:: Task item ::
Write out every line of the material as it stands, apart from the pictures.

Start of Block

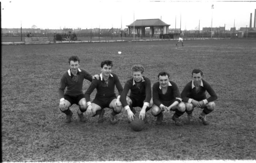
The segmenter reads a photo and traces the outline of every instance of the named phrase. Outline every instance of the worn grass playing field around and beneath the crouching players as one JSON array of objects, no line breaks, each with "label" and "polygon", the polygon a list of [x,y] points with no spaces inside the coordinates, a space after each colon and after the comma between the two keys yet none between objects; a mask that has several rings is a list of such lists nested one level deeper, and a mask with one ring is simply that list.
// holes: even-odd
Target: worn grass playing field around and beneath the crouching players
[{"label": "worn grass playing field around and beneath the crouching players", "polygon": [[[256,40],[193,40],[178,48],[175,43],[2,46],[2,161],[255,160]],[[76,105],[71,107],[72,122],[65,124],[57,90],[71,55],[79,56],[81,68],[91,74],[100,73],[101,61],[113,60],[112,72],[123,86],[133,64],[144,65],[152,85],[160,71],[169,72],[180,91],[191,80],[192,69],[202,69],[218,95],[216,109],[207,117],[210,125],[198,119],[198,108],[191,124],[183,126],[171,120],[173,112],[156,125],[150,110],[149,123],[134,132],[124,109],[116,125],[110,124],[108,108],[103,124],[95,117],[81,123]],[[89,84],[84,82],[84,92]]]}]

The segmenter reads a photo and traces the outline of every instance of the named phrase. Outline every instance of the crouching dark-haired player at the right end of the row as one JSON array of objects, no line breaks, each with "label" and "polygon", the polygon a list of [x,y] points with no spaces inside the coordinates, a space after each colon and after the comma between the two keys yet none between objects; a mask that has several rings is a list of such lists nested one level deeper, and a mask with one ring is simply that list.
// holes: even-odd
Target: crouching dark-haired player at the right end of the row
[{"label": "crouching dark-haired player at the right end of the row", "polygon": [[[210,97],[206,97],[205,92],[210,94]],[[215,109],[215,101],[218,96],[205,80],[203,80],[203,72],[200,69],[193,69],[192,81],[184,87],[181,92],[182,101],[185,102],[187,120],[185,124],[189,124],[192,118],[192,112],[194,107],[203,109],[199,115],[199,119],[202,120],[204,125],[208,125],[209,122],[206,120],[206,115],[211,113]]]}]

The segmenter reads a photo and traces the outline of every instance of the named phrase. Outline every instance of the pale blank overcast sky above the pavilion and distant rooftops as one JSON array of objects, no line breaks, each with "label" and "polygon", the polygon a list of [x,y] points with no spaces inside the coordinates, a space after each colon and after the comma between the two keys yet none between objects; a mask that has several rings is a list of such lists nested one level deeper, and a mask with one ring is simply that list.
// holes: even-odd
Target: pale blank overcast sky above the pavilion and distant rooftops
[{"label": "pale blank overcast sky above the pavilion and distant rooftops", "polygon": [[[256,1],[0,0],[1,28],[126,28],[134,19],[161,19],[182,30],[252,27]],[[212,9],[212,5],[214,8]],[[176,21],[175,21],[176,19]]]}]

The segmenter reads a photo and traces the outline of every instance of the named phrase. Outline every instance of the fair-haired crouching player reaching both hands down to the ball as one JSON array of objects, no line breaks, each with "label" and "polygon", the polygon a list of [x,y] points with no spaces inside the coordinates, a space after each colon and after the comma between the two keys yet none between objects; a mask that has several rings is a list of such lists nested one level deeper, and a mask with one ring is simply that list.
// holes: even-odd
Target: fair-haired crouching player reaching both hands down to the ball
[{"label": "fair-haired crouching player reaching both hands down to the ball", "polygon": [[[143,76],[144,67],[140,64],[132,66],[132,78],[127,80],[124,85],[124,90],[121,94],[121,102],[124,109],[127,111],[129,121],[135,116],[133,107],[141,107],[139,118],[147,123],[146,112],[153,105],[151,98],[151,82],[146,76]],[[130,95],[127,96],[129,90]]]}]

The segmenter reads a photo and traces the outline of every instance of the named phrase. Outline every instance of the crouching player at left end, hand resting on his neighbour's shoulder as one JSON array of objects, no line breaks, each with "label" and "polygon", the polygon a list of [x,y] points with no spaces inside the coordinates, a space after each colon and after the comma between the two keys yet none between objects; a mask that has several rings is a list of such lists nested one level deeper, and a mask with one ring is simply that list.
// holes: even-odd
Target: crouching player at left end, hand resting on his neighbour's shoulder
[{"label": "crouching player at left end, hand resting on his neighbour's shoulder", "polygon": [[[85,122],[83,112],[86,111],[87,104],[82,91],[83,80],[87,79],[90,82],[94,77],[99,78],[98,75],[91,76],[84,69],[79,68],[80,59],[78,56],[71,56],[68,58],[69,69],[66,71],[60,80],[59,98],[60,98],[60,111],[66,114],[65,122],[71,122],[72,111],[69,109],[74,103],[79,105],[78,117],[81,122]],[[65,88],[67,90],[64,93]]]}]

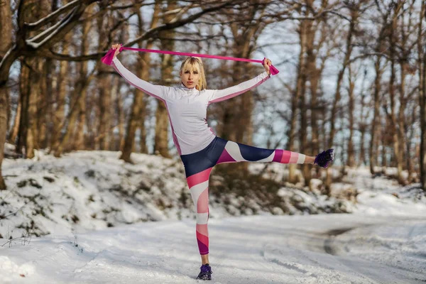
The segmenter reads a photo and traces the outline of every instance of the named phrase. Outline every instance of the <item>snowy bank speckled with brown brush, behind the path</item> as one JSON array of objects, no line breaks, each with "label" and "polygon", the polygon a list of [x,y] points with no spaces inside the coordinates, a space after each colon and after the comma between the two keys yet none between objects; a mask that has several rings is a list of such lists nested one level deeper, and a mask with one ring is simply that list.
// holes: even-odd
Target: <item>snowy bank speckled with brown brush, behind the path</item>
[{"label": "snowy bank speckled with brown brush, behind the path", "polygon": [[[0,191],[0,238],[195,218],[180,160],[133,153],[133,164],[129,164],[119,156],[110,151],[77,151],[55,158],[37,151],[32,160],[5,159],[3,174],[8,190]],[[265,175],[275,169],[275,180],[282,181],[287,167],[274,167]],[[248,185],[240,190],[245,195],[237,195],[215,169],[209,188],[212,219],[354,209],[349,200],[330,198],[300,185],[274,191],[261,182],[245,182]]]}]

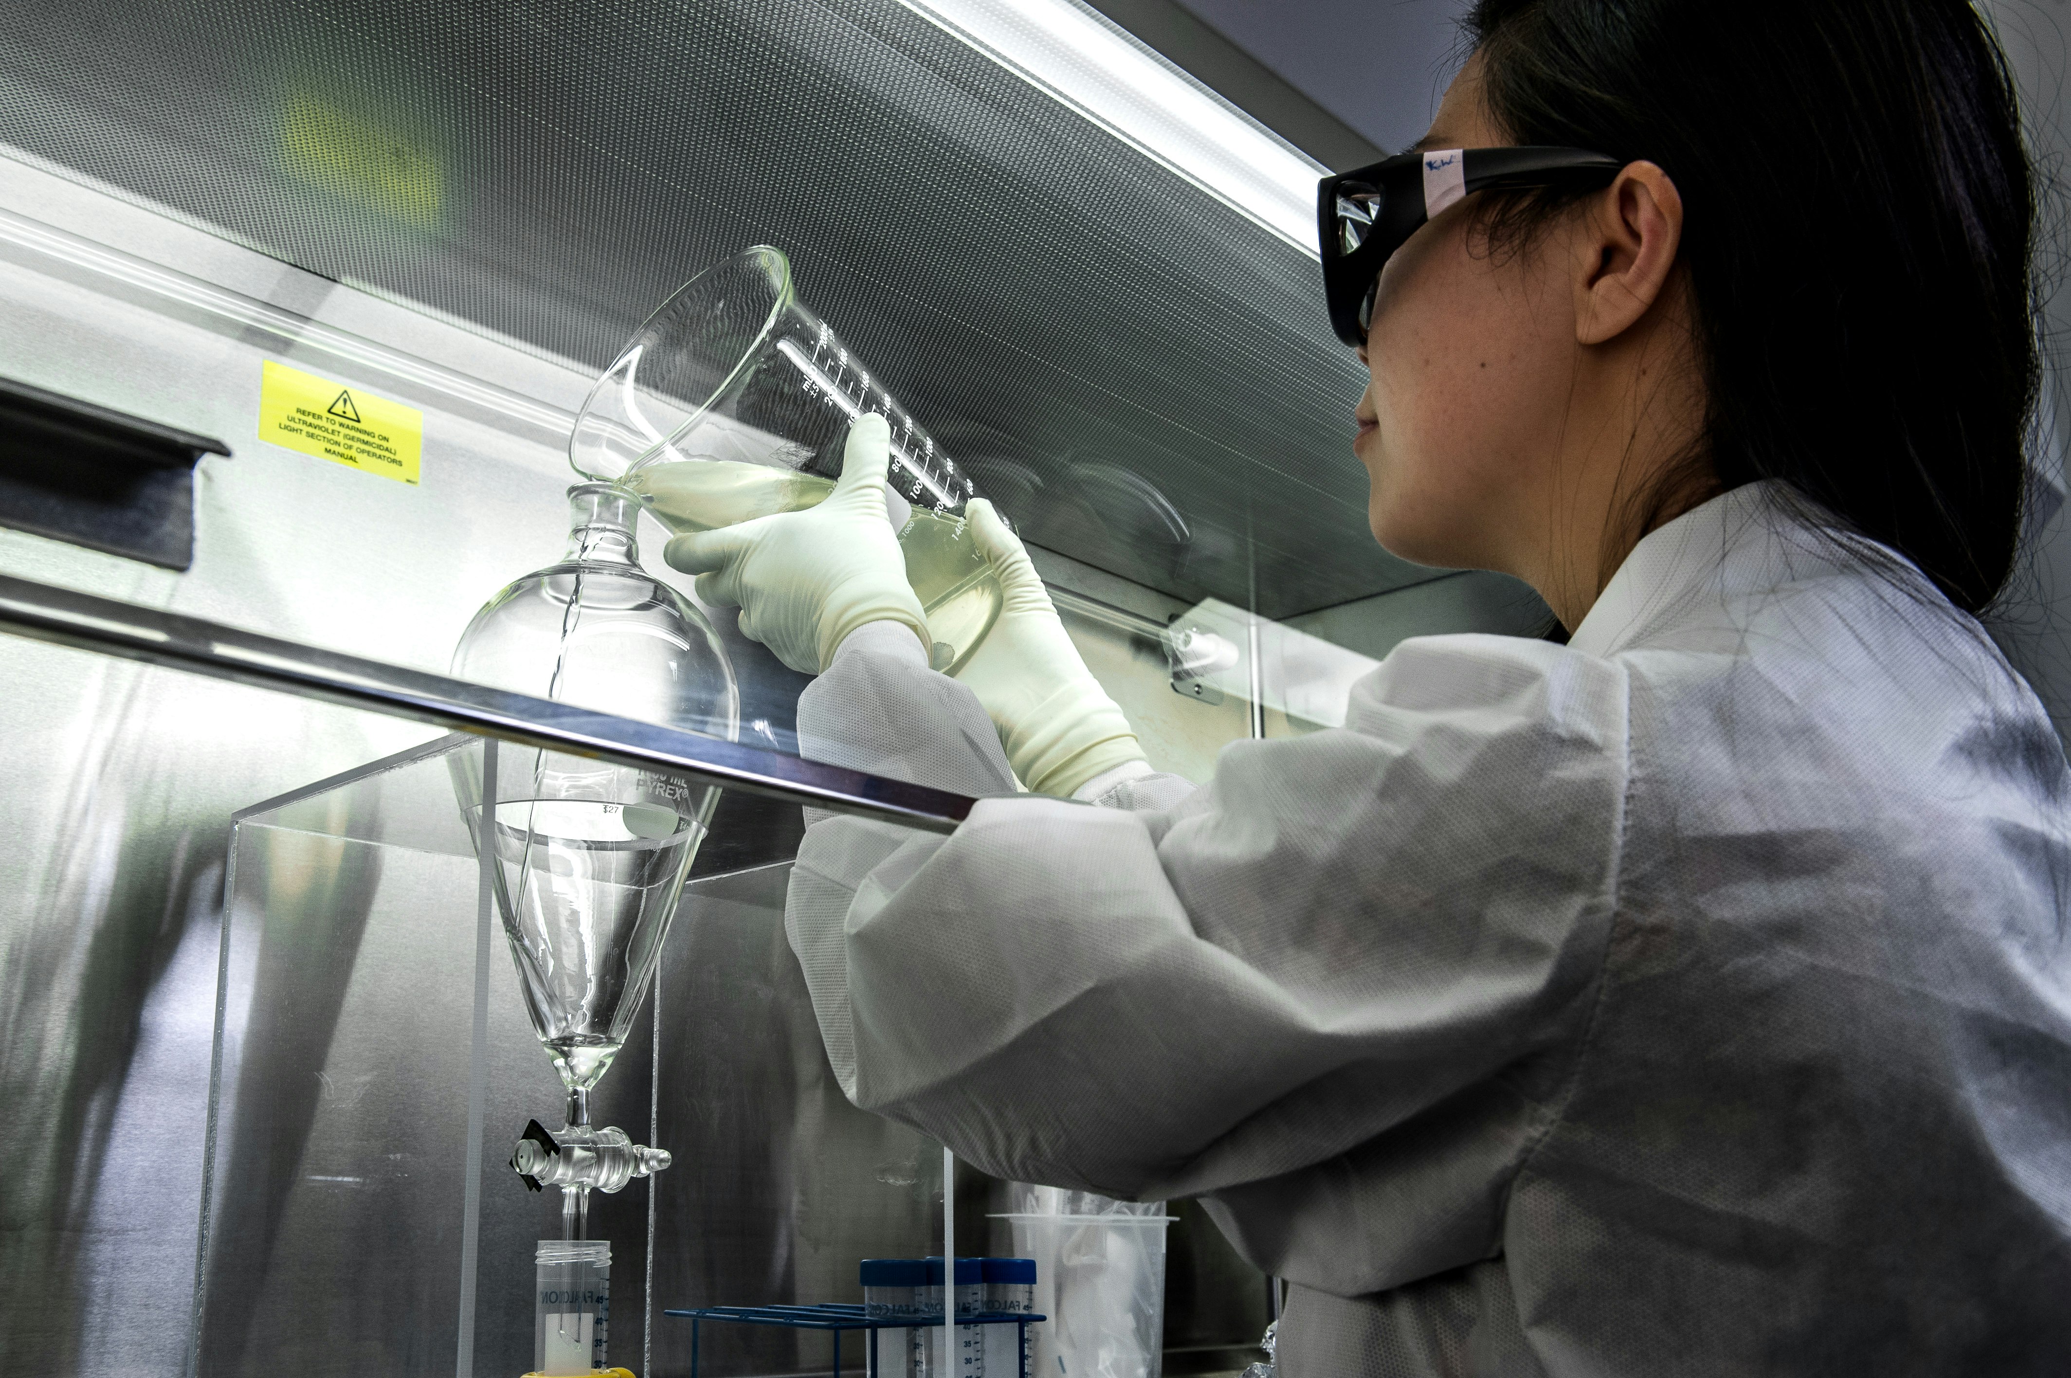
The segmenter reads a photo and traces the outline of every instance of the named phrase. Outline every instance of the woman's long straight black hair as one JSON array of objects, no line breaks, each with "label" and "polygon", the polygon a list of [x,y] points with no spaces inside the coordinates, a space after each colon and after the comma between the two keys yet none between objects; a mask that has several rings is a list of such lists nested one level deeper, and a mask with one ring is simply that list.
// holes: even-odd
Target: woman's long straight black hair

End of Block

:: Answer area ::
The segmenter reads a photo and traces the outline of every instance of the named phrase. Outline every instance of the worn grass playing field around and beneath the crouching players as one JSON array of objects, no line breaks, each with "label" and "polygon", the polygon a list of [x,y] points with no spaces inside the coordinates, a space after each colon and after the comma between the two keys yet none between objects; a mask that has several rings is a list of such lists nested one level deeper, and a mask with one ring is simply that list.
// holes: even-odd
Target: worn grass playing field around and beneath the crouching players
[{"label": "worn grass playing field around and beneath the crouching players", "polygon": [[[256,40],[193,40],[178,48],[175,43],[2,46],[2,161],[255,160]],[[76,105],[71,107],[72,122],[65,124],[57,90],[71,55],[79,56],[81,68],[91,74],[100,73],[101,61],[113,60],[112,72],[123,86],[133,64],[144,65],[152,85],[160,71],[169,72],[180,91],[191,80],[192,69],[202,69],[218,95],[216,109],[207,117],[210,125],[198,119],[198,108],[191,124],[183,126],[171,120],[173,112],[156,125],[150,110],[149,123],[134,132],[124,109],[116,125],[110,124],[108,108],[103,124],[95,117],[81,123]],[[89,84],[84,82],[84,92]]]}]

The segmenter reads a photo and traces the outline of every instance of the named phrase. Outline every instance of the crouching dark-haired player at the right end of the row as one JSON array of objects, no line breaks, each with "label" and "polygon", the polygon a list of [x,y] points with no spaces inside the coordinates, a space after each colon and after the comma between the two keys yet none between objects; a mask that has several rings is a list of such lists nested one level deeper, and a mask with one ring is simply that list.
// holes: even-odd
Target: crouching dark-haired player at the right end of the row
[{"label": "crouching dark-haired player at the right end of the row", "polygon": [[[210,97],[206,97],[205,92],[210,94]],[[215,109],[215,101],[218,96],[205,80],[203,80],[203,72],[200,69],[193,69],[192,81],[184,87],[181,92],[182,101],[185,102],[187,120],[185,124],[189,124],[192,118],[192,112],[194,107],[203,109],[199,115],[199,119],[202,120],[204,125],[208,125],[209,122],[206,120],[206,115],[211,113]]]}]

The segmenter reads a photo and traces the outline of every instance of the named phrase. Outline every instance of the pale blank overcast sky above the pavilion and distant rooftops as one JSON array of objects, no line breaks, each with "label" and "polygon", the polygon a list of [x,y] points with no spaces inside the coordinates, a space after each colon and after the comma between the two keys yet none between objects; a mask that has several rings is a list of such lists nested one level deeper, and a mask with one ring is simply that list.
// holes: even-odd
Target: pale blank overcast sky above the pavilion and distant rooftops
[{"label": "pale blank overcast sky above the pavilion and distant rooftops", "polygon": [[[256,1],[0,0],[1,28],[126,28],[134,19],[161,19],[182,30],[252,27]],[[212,9],[212,5],[214,8]],[[176,21],[175,21],[176,19]]]}]

The segmenter reads a photo and traces the outline of every instance of the named phrase. Outline every instance of the fair-haired crouching player reaching both hands down to the ball as one JSON array of objects, no line breaks, each with "label" and "polygon", the polygon a list of [x,y] points with no spaces inside the coordinates, a space after each colon and after the comma between the two keys yet none between objects; a mask that has several rings is a list of such lists nested one level deeper, and a mask with one ring is simply that list.
// holes: even-odd
Target: fair-haired crouching player reaching both hands down to the ball
[{"label": "fair-haired crouching player reaching both hands down to the ball", "polygon": [[[143,76],[144,67],[140,64],[132,66],[132,78],[127,80],[124,85],[124,90],[121,94],[121,102],[124,109],[127,111],[129,121],[135,116],[133,107],[141,107],[139,118],[147,123],[146,112],[153,105],[151,98],[151,82],[146,76]],[[130,95],[127,96],[129,90]]]}]

The segmenter reads a photo and traces the outline of every instance of the named phrase. Outline every instance of the crouching player at left end, hand resting on his neighbour's shoulder as one JSON array of objects, no line breaks, each with "label" and "polygon", the polygon a list of [x,y] points with no spaces inside the coordinates, a space after each colon and after the comma between the two keys yet none between objects; a mask that has several rings is a list of such lists nested one level deeper, and a mask with one ring is simply that list.
// holes: even-odd
Target: crouching player at left end, hand resting on his neighbour's shoulder
[{"label": "crouching player at left end, hand resting on his neighbour's shoulder", "polygon": [[[85,122],[83,112],[86,111],[87,104],[82,91],[83,80],[87,79],[90,82],[94,77],[99,78],[98,75],[91,76],[84,69],[79,68],[80,59],[78,56],[71,56],[68,58],[69,69],[66,71],[60,80],[59,98],[60,98],[60,111],[66,114],[65,122],[71,122],[72,111],[69,109],[74,103],[79,105],[78,117],[81,122]],[[65,88],[67,90],[64,93]]]}]

The segmenter reads a photo and traces the outline of every instance of the named phrase. Outline every instance of the <item>snowy bank speckled with brown brush, behind the path</item> as one JSON array of objects, no line breaks, each with "label" and "polygon", the polygon a list of [x,y] points with no spaces inside the coordinates, a space after each colon and after the comma between the two keys yet none between objects; a mask that has several rings is a list of such lists nested one level deeper, and a mask with one ring is simply that list.
// holes: even-odd
Target: <item>snowy bank speckled with brown brush, behind the path</item>
[{"label": "snowy bank speckled with brown brush, behind the path", "polygon": [[[0,191],[0,238],[195,218],[180,160],[133,153],[133,164],[129,164],[119,156],[110,151],[77,151],[55,158],[37,151],[32,160],[5,159],[3,174],[8,190]],[[265,175],[275,169],[275,180],[282,181],[287,167],[274,167]],[[248,185],[240,190],[245,195],[237,195],[215,169],[209,188],[212,219],[354,209],[349,200],[330,198],[300,185],[274,191],[261,182],[245,182]]]}]

The segmenter reads a photo and traces the outline of every instance of the named phrase. Outline every instance of the woman's long straight black hair as one JSON array of objects, no line breaks, each with "label" and "polygon", the polygon a list of [x,y] points with no spaces inside the coordinates, a space after each colon and after the comma between the two keys yet none between objects; a mask that has several rings is a list of such lists nested one level deeper, and a mask with one ring is simply that list.
// holes: even-odd
Target: woman's long straight black hair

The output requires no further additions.